**Text zum Lesen:**
----
Im Rahmen der seit 1996 bestehenden Partnerschaft zwischen der Universität Hamburg und der National Taiwan University (NTU) hatte ich letztes Jahr die Gelegenheit, von Anfang März bis Ende Juni ein Semester lang an der dortigen Abteilung für Geschichte und Literatur Unterricht zu geben.

Ein Aufenthalt an der NTU ist allein schon wegen der ansprechenden Umgebung, in der der Campus dieser Universität gelegen ist, ein besonderer Genuß. Da die botanische Abteilung der Universität schon seit ihrer Gründung im Jahr 1928 durch die Japaner einen der Schwerpunkte der NTU darstellt, enthält der Campus einen Reichtum an Blumen, Sträuchern und Bäumen, der dem Besucher das Gefühl gibt, ständig in einem wunderschönen Garten zu lustwandeln.

Der Name des Weges, der die Längsachse zwischen dem Haupteingang zur Universität und der erst kürzlich neu erbauten Zentralbibliothek bildet, lautet "Palmenallee" und ist denn auch auf beiden Seiten von schlanken hohen Fächerpalmen gesäumt. Unvergeßlich werden mir die morgendlichen Fahrten auf dem Rad von meinem nahegelegenen Gastdozenten-Appartment über die belebte Querstraße bleiben, an der mir beim regelmäßigen Warten an der roten Ampel stets diese unvergleichliche Mischung aus "stinkendem Doufu" und dem Weihrauch, der einem an der Straßenecke gelegenen Tempelchen entwich, in die Nase stieg. Sobald man dem Auto- und Motorradchaos und jenen Düfte-Orgien entkommen war, tauchte man in die Ruhe und Beschaulichkeit eben jener Palmenallee auf dem Universitätscampus ein.

Die Abteilung für chinesische Geschichte und Literatur – das dortige Pendant zu unserer sinologischen Abteilung ­– liegt etwa in der Mitte des Campus. Etwas schräg versetzt, auf der anderen Seite der Palmenallee, steht sodann jene Glockenkonstruktion, ein Wahrzeichen der NTU, das auch das Universitätsemblem ziert. Die Glocke ist dem Gedächtnis Fu Ssu-niens gewidmet, der die Universität von 1949 bis 1950 als Präsident leitete. Nicht weniger als jene seltsamen Düfte gehört auch die "Big Ben"-Melodie, die täglich mehrmals von dieser Stelle ausging (von einem Band – versteht sich) und jeweils Beginn und Ende der Unterrichtsstunden einläutete, zu den einprägsamen Erinnerungen, die sich mir mit dem Aufenthalt an der NTU verbinden.
----
**Datensätze:**
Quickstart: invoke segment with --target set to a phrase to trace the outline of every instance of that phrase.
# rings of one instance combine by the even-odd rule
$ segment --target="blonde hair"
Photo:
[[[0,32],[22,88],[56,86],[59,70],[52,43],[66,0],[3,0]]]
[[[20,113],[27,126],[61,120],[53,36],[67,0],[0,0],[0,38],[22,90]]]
----
**Deine Aufgabe:** Schreib den Bericht über das Semester an der National Taiwan University im Anschluss an seinen letzten Satz weiter.

**Lösung dazu:**
Mir war es vergönnt, als erster Gast von deutscher Seite den einsemestrigen Wissenschaftleraustausch wahrzunehmen, der 1999 als Erweiterung des bereits bestehenden einmonatigen Austauschs vereinbart worden war; von chinesischer Seite war bereits im Sommersemester 2000 Professor Huang P’ei–jung nach Hamburg gekommen. Diese Erweiterung der Universitätspartnerschaft hatte wiederum Professor Ho Chi–p’eng, einer der drei Dekane der NTU, bei seinem einmonatigem Aufenthalt in Hamburg im Sommer 1999 angeregt.

Das Thema, das ich der Abteilung für Geschichte und Literatur der NTU angeboten hatte, war die Auseinandersetzung mehrerer Gelehrter der Han-Dynastie (206 v. – 220 n. Chr.) mit der Reichseinigerdynastie Qin (221 – 207 v. Chr.). Wir lasen und analysierten mehrere Schriften, in denen die Gründe für den Aufstieg und dann, nach der Reichseinigung, den so jähen Niedergang von Qin in ganz unterschiedlicher Weise diskutiert wurden. Dabei wurde immer wieder deutlich, daß jene geradezu grotesk verzerrten Bilder vom Ersten Kaiser als einem machthungrigen und dem Unsterblichkeitswahn verfallenen Despoten, die sich bis heute in den Köpfen vieler als Bild vom Wesen des Reichsgründers verfestigt haben, vor allem als Produkt pädagogischer Lektionen betrachtet werden müssen, die engagierte Beamte und Privatgelehrte den Herrschern ihrer eigenen Tage auf indirekte Weise erteilten.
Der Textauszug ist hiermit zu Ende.